List, from the lines below, each one with "lane" in it.

==========

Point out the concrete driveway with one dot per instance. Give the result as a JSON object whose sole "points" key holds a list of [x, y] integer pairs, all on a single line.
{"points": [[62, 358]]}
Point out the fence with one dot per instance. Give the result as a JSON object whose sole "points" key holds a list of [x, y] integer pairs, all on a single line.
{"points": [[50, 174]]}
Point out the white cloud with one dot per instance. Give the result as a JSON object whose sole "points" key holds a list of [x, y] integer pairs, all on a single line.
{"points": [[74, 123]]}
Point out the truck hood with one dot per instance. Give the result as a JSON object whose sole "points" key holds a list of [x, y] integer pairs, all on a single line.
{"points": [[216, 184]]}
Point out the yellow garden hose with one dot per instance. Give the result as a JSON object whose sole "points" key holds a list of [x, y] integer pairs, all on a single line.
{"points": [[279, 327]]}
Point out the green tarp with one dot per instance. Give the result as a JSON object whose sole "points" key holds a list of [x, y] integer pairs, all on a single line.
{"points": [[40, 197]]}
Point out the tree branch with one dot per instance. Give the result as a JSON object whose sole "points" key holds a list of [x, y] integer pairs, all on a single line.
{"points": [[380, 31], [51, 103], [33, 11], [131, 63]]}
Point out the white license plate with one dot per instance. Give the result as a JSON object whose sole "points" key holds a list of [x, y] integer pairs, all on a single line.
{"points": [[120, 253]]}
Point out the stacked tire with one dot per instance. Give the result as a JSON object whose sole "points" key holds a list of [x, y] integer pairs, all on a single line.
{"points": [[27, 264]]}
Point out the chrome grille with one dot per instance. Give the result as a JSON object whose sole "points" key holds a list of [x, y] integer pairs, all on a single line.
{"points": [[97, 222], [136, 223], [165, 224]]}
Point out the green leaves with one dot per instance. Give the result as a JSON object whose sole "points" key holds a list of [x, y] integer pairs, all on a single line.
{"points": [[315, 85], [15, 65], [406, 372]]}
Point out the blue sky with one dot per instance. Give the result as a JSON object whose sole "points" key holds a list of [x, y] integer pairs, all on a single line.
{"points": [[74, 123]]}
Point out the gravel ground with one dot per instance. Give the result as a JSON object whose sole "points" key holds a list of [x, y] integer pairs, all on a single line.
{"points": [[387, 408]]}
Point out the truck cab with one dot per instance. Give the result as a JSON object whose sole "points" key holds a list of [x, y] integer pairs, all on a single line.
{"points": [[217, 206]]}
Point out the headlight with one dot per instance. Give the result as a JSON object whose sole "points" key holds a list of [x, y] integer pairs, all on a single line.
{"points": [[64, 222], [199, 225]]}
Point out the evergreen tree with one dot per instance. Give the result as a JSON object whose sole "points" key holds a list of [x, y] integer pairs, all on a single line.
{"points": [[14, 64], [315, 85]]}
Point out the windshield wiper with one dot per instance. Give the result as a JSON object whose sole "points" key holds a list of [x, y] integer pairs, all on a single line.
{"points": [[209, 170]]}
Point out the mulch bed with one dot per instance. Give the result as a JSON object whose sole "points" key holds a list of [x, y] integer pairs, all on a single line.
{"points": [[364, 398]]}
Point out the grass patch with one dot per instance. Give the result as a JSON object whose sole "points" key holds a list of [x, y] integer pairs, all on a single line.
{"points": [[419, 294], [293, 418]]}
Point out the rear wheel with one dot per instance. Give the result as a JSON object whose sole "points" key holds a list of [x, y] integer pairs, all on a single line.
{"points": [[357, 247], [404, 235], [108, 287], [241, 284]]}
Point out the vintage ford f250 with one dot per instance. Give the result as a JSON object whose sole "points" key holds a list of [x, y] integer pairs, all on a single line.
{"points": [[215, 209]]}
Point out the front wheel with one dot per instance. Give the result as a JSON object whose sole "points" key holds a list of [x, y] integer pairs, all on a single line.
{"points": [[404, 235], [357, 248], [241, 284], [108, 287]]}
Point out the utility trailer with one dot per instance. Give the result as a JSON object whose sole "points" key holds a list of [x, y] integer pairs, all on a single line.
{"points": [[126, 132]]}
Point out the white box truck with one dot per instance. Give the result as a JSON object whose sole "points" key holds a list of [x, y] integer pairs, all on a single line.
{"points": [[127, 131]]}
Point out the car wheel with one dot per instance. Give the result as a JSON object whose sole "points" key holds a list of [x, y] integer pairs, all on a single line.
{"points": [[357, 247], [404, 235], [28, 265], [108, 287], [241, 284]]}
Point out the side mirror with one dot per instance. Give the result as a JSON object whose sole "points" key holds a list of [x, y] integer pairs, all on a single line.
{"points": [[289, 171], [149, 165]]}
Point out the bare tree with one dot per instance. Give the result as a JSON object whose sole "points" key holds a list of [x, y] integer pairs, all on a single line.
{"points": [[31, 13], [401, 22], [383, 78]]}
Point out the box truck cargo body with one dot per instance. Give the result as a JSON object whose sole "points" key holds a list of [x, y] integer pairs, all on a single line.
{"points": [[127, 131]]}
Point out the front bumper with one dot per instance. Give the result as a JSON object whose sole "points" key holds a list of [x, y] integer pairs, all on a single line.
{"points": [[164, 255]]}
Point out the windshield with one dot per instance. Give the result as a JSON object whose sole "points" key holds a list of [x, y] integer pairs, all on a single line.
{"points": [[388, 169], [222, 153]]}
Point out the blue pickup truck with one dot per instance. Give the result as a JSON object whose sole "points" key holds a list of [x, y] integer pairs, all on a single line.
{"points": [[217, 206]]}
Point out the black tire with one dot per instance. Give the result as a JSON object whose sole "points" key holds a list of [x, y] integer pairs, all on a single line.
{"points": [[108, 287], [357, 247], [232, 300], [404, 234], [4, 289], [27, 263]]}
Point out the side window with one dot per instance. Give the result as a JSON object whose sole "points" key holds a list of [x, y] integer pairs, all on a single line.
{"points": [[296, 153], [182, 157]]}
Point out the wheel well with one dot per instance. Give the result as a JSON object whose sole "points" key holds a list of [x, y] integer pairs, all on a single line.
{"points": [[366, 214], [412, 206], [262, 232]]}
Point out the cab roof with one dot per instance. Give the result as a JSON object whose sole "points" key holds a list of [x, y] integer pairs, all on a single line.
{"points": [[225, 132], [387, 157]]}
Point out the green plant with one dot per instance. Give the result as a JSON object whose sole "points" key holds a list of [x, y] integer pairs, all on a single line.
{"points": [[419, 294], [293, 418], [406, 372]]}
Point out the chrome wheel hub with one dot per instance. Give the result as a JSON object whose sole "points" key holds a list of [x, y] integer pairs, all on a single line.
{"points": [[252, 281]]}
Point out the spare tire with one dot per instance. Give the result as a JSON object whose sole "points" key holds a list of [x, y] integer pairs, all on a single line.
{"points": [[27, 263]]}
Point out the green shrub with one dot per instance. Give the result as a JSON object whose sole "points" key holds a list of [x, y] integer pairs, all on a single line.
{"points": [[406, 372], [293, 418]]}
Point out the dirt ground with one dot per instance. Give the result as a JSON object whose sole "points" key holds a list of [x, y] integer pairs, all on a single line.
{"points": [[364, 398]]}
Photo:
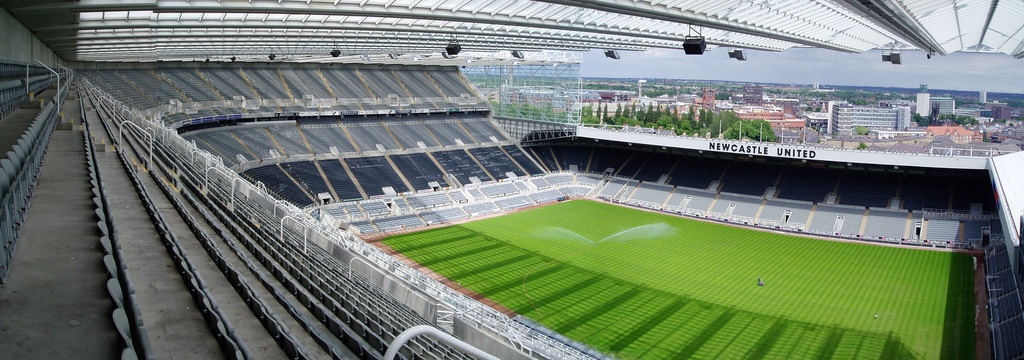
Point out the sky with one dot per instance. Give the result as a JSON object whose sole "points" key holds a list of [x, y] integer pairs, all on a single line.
{"points": [[969, 72]]}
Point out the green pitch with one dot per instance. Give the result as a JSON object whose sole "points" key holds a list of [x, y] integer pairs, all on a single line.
{"points": [[639, 284]]}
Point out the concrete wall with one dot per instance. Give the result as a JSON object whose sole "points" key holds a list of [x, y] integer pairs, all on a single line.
{"points": [[20, 45], [484, 341]]}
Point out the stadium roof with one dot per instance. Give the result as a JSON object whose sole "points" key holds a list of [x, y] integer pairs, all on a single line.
{"points": [[174, 30]]}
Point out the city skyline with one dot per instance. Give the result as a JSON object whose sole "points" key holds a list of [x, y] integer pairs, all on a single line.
{"points": [[966, 72]]}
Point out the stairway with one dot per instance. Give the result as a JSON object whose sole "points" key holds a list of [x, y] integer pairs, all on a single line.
{"points": [[326, 83], [327, 181], [365, 84], [439, 91], [284, 84], [212, 88], [355, 181], [409, 185]]}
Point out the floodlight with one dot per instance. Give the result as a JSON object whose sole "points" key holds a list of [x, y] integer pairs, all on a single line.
{"points": [[453, 49], [694, 45], [895, 58], [738, 54]]}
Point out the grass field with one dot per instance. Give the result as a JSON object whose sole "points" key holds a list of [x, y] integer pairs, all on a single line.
{"points": [[638, 284]]}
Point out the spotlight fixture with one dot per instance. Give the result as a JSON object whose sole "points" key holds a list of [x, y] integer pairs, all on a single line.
{"points": [[453, 48], [738, 54], [895, 58], [694, 45]]}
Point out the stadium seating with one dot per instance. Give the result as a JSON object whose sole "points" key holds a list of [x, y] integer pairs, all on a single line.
{"points": [[369, 133], [837, 220], [784, 214], [655, 167], [886, 223], [736, 207], [866, 189], [460, 165], [522, 160], [278, 182], [307, 175], [1005, 310], [419, 170], [942, 230], [651, 193], [749, 179], [921, 192], [448, 130], [374, 174], [322, 138], [568, 158], [288, 137], [806, 184], [696, 173], [412, 133], [496, 162], [340, 181]]}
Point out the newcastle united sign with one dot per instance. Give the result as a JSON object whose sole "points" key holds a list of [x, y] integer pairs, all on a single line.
{"points": [[762, 149]]}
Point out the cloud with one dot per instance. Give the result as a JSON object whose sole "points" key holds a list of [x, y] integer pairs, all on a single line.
{"points": [[805, 65]]}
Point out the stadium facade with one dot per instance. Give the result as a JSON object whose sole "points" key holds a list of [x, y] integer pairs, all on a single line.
{"points": [[257, 183]]}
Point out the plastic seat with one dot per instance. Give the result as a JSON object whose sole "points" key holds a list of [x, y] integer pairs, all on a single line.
{"points": [[112, 266], [121, 322], [114, 287]]}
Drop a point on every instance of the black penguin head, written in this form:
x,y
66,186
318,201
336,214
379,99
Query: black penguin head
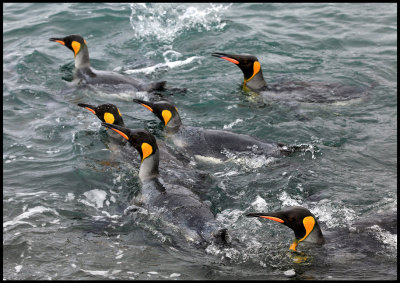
x,y
143,141
249,64
299,219
74,42
108,113
164,110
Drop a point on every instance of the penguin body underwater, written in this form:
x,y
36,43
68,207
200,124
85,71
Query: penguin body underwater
x,y
86,74
290,91
175,203
179,167
367,235
108,113
208,142
300,220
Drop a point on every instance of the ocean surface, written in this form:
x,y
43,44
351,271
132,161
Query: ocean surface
x,y
65,190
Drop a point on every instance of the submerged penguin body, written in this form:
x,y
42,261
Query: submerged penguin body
x,y
175,204
289,91
208,142
85,74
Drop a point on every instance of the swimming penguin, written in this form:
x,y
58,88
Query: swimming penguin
x,y
175,203
207,142
179,167
108,113
306,92
300,220
84,73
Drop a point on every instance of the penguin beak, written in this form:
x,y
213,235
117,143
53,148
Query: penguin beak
x,y
59,40
88,107
124,132
146,104
228,57
269,216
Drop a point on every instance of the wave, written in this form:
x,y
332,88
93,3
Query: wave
x,y
166,21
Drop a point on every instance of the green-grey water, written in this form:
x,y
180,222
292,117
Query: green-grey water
x,y
65,190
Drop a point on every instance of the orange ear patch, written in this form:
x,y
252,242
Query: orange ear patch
x,y
166,115
273,218
76,46
147,150
231,60
121,133
256,69
109,118
309,223
91,110
148,107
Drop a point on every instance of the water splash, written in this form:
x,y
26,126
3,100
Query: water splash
x,y
164,66
165,21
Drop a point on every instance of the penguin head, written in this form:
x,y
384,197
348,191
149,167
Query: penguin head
x,y
108,113
300,220
164,110
143,141
74,42
250,67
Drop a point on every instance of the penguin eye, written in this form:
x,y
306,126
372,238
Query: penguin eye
x,y
109,118
309,223
166,115
147,150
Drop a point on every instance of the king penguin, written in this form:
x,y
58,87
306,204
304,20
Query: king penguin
x,y
211,143
86,74
289,91
176,204
300,220
179,169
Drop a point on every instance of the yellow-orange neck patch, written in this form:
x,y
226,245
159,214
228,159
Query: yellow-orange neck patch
x,y
109,118
166,115
293,246
231,60
273,218
256,69
121,133
147,150
309,224
148,107
76,46
91,110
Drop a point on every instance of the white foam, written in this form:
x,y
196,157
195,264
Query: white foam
x,y
69,197
208,159
230,125
288,201
18,268
251,161
259,204
384,236
166,21
96,272
97,196
166,65
28,214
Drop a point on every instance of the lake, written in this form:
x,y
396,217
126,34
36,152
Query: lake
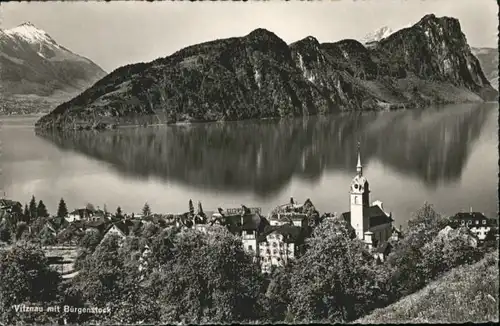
x,y
447,156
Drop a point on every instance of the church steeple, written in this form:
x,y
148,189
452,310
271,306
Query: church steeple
x,y
359,167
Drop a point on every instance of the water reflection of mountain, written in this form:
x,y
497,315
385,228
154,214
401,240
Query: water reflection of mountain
x,y
262,156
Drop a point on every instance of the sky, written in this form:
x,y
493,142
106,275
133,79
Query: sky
x,y
113,34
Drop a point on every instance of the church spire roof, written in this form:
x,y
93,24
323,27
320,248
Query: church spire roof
x,y
359,167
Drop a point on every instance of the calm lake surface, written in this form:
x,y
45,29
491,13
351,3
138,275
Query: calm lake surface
x,y
447,156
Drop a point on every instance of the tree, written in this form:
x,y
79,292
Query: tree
x,y
191,208
5,234
26,213
109,277
90,240
208,279
32,209
146,210
47,238
62,210
35,282
200,209
42,210
90,207
278,296
118,213
335,279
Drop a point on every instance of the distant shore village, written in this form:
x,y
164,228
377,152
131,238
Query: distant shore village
x,y
273,240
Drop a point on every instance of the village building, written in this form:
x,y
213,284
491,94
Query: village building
x,y
120,229
293,213
245,222
80,214
54,225
279,244
371,223
476,222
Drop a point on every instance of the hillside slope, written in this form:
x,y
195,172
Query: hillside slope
x,y
488,57
34,66
468,293
260,76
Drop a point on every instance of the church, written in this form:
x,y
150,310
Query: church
x,y
372,223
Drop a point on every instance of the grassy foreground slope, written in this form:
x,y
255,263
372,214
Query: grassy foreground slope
x,y
468,293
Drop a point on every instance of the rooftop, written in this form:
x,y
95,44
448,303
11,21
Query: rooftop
x,y
374,213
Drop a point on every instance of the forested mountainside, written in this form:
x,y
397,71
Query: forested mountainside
x,y
260,76
35,70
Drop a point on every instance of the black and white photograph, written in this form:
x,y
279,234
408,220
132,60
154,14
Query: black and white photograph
x,y
249,162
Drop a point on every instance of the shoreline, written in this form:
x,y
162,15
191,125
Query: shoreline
x,y
382,107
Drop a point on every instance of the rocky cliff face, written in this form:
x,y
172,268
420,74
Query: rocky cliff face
x,y
32,63
260,76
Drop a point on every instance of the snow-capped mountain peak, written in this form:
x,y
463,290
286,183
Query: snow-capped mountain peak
x,y
380,33
28,32
377,35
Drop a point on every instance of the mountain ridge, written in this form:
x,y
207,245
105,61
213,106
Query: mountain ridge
x,y
34,65
260,76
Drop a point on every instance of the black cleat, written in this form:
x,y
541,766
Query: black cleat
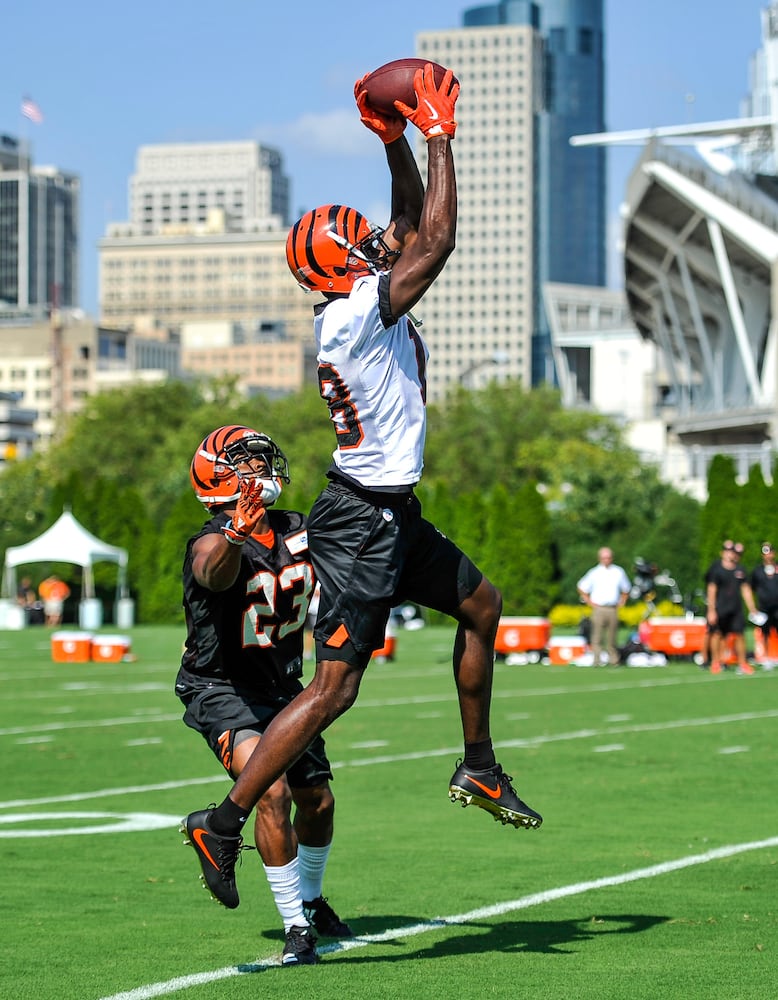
x,y
492,790
217,856
300,947
326,921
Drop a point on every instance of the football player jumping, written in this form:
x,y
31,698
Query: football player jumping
x,y
369,544
247,583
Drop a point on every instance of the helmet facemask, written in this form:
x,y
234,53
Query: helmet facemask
x,y
371,250
276,466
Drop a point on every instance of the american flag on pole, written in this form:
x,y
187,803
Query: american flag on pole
x,y
31,110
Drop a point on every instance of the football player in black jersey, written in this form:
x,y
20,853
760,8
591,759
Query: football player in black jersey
x,y
248,581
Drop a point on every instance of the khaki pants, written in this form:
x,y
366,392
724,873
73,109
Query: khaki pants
x,y
605,622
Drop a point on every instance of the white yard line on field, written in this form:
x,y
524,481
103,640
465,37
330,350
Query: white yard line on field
x,y
483,913
530,741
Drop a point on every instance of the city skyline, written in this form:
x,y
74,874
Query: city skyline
x,y
180,80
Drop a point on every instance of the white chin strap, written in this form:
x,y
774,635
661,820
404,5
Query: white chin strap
x,y
271,491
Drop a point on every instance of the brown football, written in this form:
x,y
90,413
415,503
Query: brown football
x,y
394,82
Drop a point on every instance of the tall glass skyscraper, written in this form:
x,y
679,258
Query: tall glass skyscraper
x,y
38,232
537,68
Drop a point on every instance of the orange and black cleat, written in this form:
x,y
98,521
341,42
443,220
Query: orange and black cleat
x,y
217,856
492,790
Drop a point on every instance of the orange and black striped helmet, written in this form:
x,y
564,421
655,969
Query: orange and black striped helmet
x,y
213,471
330,246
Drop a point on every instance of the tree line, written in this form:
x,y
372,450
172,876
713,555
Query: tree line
x,y
528,489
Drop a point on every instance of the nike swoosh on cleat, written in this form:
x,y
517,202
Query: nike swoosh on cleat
x,y
493,793
197,835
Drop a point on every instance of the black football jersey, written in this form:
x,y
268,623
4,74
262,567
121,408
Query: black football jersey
x,y
252,633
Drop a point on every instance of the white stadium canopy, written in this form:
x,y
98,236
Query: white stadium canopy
x,y
66,541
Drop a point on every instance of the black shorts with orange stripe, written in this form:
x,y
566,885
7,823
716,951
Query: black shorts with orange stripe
x,y
372,551
220,711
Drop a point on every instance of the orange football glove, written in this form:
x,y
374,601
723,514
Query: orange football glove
x,y
386,127
434,111
249,511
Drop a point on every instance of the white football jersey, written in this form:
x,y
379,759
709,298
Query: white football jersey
x,y
373,380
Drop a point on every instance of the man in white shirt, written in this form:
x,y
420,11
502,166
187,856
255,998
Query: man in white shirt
x,y
604,589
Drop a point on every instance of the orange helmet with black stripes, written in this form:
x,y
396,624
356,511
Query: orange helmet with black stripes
x,y
330,246
214,473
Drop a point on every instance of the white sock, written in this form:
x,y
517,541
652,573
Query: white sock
x,y
284,882
312,861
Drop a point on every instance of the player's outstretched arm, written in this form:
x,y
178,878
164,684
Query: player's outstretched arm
x,y
426,251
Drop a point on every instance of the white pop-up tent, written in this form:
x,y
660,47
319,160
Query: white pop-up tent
x,y
66,541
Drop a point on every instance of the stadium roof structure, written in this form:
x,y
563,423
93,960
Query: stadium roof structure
x,y
700,257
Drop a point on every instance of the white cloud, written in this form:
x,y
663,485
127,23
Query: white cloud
x,y
333,133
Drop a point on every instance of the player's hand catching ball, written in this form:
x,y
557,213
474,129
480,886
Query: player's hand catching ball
x,y
434,111
249,511
386,127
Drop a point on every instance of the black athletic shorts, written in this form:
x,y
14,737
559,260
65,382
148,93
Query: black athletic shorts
x,y
220,711
730,623
371,552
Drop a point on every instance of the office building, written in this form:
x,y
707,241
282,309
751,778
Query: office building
x,y
39,232
205,243
178,184
531,208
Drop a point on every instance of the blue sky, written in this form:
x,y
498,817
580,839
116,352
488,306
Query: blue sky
x,y
112,77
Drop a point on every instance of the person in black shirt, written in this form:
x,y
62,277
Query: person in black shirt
x,y
727,587
764,584
248,581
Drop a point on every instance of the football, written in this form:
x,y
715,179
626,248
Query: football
x,y
394,82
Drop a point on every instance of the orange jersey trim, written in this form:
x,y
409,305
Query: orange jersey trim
x,y
338,638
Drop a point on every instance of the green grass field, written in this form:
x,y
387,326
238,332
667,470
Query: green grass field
x,y
654,875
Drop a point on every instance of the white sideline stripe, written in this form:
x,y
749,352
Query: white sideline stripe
x,y
483,913
581,734
384,703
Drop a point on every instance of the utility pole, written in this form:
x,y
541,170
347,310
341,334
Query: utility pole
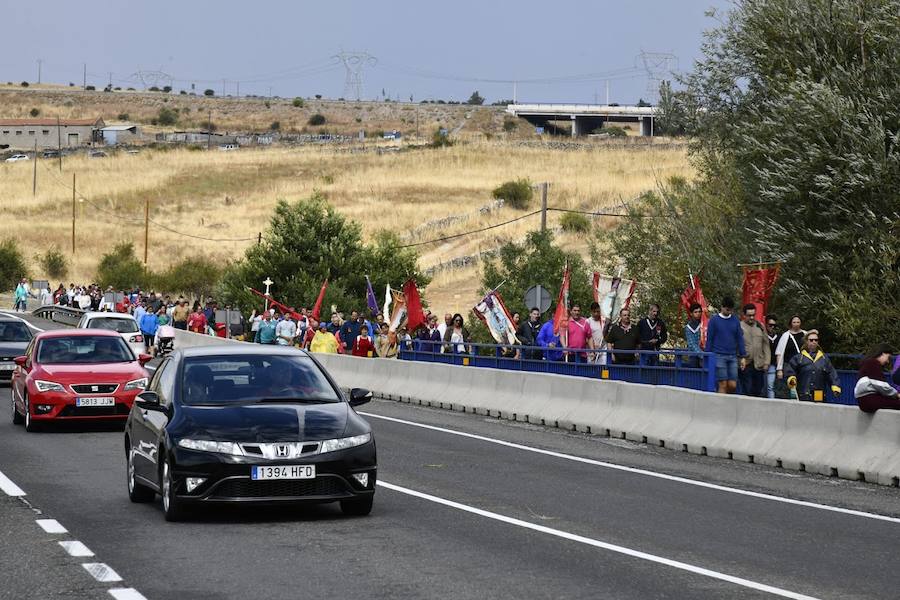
x,y
544,187
59,142
146,228
73,214
34,177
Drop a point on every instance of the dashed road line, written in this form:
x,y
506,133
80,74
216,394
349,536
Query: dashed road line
x,y
51,526
740,581
8,487
645,472
101,572
76,548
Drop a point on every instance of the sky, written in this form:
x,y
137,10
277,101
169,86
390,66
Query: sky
x,y
559,51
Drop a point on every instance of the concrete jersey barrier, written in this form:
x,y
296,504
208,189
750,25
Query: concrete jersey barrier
x,y
828,439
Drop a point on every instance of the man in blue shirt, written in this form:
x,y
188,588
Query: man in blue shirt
x,y
547,339
725,339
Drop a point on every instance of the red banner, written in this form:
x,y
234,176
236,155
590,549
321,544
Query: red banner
x,y
757,288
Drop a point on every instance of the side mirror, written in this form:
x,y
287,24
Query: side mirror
x,y
148,400
359,396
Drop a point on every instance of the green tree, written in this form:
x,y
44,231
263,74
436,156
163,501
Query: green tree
x,y
306,242
12,265
804,120
536,261
121,268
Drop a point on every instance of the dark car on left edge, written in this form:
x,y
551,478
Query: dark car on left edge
x,y
15,336
248,424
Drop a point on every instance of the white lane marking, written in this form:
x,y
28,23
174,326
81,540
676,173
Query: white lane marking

==========

» **Solved exercise**
Drop a point on every instance of the white lane marking, written in this form:
Query: white lane marking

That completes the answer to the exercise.